EXERCISE PROMPT =>
The answer should contain all of the data, retyped without any alteration.

(Data items)
....

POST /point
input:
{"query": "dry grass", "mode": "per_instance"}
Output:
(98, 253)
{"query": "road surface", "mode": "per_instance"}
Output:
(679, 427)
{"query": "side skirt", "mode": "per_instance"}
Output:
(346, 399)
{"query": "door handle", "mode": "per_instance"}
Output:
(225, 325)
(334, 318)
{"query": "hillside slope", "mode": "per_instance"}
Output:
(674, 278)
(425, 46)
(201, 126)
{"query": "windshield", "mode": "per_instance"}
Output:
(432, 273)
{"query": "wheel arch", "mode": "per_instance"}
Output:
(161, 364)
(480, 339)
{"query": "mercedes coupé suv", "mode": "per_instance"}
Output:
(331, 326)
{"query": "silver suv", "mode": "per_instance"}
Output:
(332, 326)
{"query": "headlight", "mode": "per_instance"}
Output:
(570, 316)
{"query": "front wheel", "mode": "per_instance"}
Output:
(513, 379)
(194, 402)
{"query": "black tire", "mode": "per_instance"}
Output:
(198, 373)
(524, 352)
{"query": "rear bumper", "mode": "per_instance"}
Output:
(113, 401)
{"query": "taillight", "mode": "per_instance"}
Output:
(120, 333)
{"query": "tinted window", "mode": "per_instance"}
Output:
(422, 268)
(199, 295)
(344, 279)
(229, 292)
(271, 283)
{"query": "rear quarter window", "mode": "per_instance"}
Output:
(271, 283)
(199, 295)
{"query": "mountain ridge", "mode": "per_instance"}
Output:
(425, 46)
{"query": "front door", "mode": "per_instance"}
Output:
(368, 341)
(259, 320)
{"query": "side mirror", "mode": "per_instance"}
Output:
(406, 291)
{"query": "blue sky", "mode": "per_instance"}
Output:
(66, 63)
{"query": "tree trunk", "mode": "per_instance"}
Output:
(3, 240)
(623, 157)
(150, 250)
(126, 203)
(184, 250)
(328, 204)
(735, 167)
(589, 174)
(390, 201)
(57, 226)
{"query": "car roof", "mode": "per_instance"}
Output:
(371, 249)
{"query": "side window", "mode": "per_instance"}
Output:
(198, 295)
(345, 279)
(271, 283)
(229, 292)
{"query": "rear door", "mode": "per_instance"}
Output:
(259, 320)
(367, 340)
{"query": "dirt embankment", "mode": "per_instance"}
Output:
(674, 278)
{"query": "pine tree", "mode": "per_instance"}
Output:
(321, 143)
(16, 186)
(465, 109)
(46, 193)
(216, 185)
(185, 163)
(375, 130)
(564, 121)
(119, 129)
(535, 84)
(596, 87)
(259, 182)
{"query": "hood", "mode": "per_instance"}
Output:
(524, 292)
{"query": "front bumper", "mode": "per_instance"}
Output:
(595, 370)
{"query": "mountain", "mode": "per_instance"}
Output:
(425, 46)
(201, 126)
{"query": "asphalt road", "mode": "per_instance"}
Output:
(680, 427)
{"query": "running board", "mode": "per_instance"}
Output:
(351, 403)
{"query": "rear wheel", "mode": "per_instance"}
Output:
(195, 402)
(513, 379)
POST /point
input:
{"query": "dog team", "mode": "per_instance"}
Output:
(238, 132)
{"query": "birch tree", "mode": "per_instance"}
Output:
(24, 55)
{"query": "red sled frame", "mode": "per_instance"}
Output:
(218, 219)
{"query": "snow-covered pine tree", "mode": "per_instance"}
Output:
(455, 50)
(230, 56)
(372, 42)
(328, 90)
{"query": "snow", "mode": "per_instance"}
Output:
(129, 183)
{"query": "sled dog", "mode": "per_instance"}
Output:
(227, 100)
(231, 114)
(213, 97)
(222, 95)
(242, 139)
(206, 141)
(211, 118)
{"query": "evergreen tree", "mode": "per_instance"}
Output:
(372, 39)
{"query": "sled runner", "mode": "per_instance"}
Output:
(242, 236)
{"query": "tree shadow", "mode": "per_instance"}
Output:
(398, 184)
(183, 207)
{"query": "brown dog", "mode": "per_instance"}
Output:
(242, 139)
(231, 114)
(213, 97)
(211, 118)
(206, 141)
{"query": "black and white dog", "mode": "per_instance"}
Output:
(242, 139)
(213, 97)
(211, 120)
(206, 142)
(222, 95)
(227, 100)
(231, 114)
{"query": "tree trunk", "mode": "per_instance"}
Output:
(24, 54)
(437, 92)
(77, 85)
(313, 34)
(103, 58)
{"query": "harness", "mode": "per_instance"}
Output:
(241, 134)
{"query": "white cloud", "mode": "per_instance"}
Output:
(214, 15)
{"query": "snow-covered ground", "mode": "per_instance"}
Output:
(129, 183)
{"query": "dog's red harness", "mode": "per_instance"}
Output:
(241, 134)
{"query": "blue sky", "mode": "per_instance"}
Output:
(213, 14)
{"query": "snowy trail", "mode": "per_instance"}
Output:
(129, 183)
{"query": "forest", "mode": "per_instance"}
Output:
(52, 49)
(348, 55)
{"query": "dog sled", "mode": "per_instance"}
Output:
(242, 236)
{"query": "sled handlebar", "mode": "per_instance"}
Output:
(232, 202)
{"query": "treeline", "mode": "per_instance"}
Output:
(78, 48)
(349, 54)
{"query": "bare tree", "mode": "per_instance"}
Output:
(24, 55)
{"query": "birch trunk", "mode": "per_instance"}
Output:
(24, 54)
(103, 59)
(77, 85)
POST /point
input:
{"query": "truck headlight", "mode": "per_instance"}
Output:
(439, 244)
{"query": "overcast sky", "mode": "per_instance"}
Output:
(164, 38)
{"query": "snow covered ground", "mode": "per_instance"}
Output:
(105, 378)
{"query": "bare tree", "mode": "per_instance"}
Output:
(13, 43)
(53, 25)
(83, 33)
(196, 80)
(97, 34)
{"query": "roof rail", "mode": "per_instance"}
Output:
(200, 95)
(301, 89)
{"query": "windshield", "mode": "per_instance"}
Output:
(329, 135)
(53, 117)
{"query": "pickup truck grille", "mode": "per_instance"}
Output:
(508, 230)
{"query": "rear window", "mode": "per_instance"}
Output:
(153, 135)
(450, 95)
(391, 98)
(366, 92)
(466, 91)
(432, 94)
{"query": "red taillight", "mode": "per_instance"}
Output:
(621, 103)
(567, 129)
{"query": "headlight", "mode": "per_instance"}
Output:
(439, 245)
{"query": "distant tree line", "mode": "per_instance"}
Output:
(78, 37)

....

WRITTEN RESPONSE =>
POST /point
input:
{"query": "dry grass", "mode": "per_instance"}
Output:
(98, 253)
{"query": "road surface", "mode": "per_instance"}
Output:
(679, 427)
{"query": "side skirt", "mode": "per_instance"}
Output:
(346, 399)
{"query": "door handle", "mode": "per_instance"}
Output:
(225, 325)
(334, 318)
{"query": "hillside slope", "mode": "per_instance"}
Output:
(674, 278)
(425, 46)
(201, 126)
{"query": "windshield", "mode": "per_instance"}
Output:
(432, 273)
{"query": "wheel arch", "mode": "per_instance"}
Output:
(161, 364)
(480, 339)
{"query": "mercedes coupé suv", "mode": "per_instance"}
Output:
(331, 326)
{"query": "silver suv", "mode": "per_instance"}
Output:
(332, 326)
{"query": "headlight", "mode": "per_instance"}
Output:
(570, 316)
{"query": "front wheel", "mode": "per_instance"}
Output:
(513, 379)
(194, 402)
{"query": "black tire", "mode": "per_instance"}
Output:
(198, 373)
(524, 352)
{"query": "rear bumper", "mode": "per_instance"}
Output:
(113, 401)
{"query": "taillight", "mode": "per_instance"}
Output:
(120, 333)
{"query": "tinted window", "mode": "per_instance"}
Output:
(422, 268)
(199, 295)
(344, 279)
(229, 292)
(271, 283)
{"query": "rear quarter window", "mode": "per_instance"}
Output:
(271, 283)
(199, 295)
{"query": "mountain ridge", "mode": "per_instance"}
Output:
(425, 46)
{"query": "front door", "mode": "per_instance"}
Output:
(368, 341)
(259, 320)
{"query": "side mirror", "mode": "per_instance"}
Output:
(406, 291)
{"query": "blue sky", "mode": "per_instance"}
Output:
(66, 63)
{"query": "tree trunk", "mode": "per_instance"}
Output:
(3, 240)
(623, 157)
(150, 250)
(126, 203)
(184, 250)
(328, 204)
(735, 167)
(589, 174)
(390, 201)
(57, 226)
{"query": "car roof", "mode": "per_instance"}
Output:
(371, 249)
{"query": "side window", "mode": "per_instance"}
Output:
(198, 295)
(345, 279)
(271, 283)
(229, 292)
{"query": "rear door", "mode": "per_instance"}
Output:
(259, 320)
(367, 340)
{"query": "dirt embankment", "mode": "per_instance"}
Output:
(674, 278)
{"query": "pine tree", "mode": "per_instance"}
Output:
(321, 143)
(16, 186)
(465, 109)
(46, 193)
(216, 185)
(185, 163)
(375, 130)
(564, 121)
(119, 129)
(535, 84)
(596, 87)
(259, 182)
{"query": "hood", "mode": "per_instance"}
Output:
(524, 292)
{"query": "front bumper", "mode": "per_instance"}
Output:
(595, 370)
{"query": "mountain", "mode": "per_instance"}
Output:
(425, 46)
(201, 126)
{"query": "asphalt road", "mode": "per_instance"}
Output:
(680, 427)
{"query": "running board", "mode": "per_instance"}
Output:
(351, 403)
{"query": "rear wheel", "mode": "per_instance"}
Output:
(195, 402)
(513, 379)
POST /point
input:
{"query": "dog team", "mode": "per_instance"}
Output:
(238, 132)
{"query": "birch tree", "mode": "per_instance"}
Output:
(24, 55)
{"query": "red sled frame", "mode": "per_instance"}
Output:
(218, 219)
{"query": "snow-covered pine tree", "mode": "per_instance"}
Output:
(455, 50)
(230, 56)
(372, 42)
(328, 90)
{"query": "snow", "mode": "per_instance"}
Output:
(129, 183)
{"query": "sled dog", "mode": "per_instance"}
Output:
(227, 100)
(231, 114)
(213, 97)
(222, 95)
(242, 139)
(206, 141)
(211, 118)
{"query": "evergreen tree", "mode": "per_instance"}
Output:
(372, 39)
{"query": "sled runner", "mode": "per_instance"}
Output:
(242, 236)
{"query": "tree shadow", "mode": "per_instance"}
Output:
(398, 184)
(183, 207)
{"query": "brown dog", "mode": "per_instance"}
Output:
(242, 139)
(231, 114)
(213, 97)
(211, 118)
(206, 141)
{"query": "black and white dog", "mode": "per_instance"}
Output:
(242, 139)
(213, 97)
(211, 120)
(206, 142)
(222, 95)
(227, 100)
(231, 114)
{"query": "tree trunk", "mode": "per_instance"}
Output:
(24, 54)
(437, 92)
(77, 85)
(313, 34)
(103, 58)
{"query": "harness", "mode": "per_instance"}
Output:
(241, 134)
{"query": "white cloud", "mode": "per_instance"}
Output:
(214, 15)
{"query": "snow-covered ground", "mode": "per_instance"}
Output:
(129, 183)
{"query": "dog's red harness", "mode": "per_instance"}
Output:
(241, 134)
{"query": "blue sky", "mode": "per_instance"}
Output:
(213, 14)
{"query": "snowy trail", "mode": "per_instance"}
Output:
(129, 183)
{"query": "forest", "mode": "per_instance"}
Output:
(52, 49)
(348, 55)
{"query": "dog sled", "mode": "per_instance"}
Output:
(242, 236)
{"query": "sled handlebar", "mode": "per_instance"}
Output:
(232, 202)
{"query": "treeline", "mode": "per_instance"}
Output:
(78, 48)
(349, 54)
{"query": "bare tree", "mode": "per_instance"}
Output:
(24, 55)
{"query": "birch trunk", "mode": "per_instance"}
Output:
(24, 54)
(103, 59)
(77, 85)
POST /point
input:
{"query": "truck headlight", "mode": "per_instance"}
Output:
(439, 244)
{"query": "overcast sky", "mode": "per_instance"}
Output:
(164, 38)
{"query": "snow covered ground", "mode": "per_instance"}
Output:
(105, 378)
{"query": "bare tree", "mode": "per_instance"}
Output:
(13, 43)
(53, 25)
(83, 33)
(196, 80)
(97, 34)
{"query": "roof rail", "mode": "per_instance"}
Output:
(200, 95)
(301, 89)
{"query": "windshield", "mode": "per_instance"}
Output:
(329, 135)
(53, 117)
{"query": "pickup truck grille", "mode": "per_instance"}
Output:
(508, 230)
{"query": "rear window", "mode": "per_instance"}
Output:
(153, 135)
(450, 95)
(391, 98)
(366, 92)
(466, 91)
(432, 94)
{"query": "red taillight", "mode": "per_instance"}
Output:
(621, 103)
(567, 129)
{"query": "headlight", "mode": "per_instance"}
Output:
(439, 245)
{"query": "distant tree line", "mode": "per_instance"}
Output:
(78, 37)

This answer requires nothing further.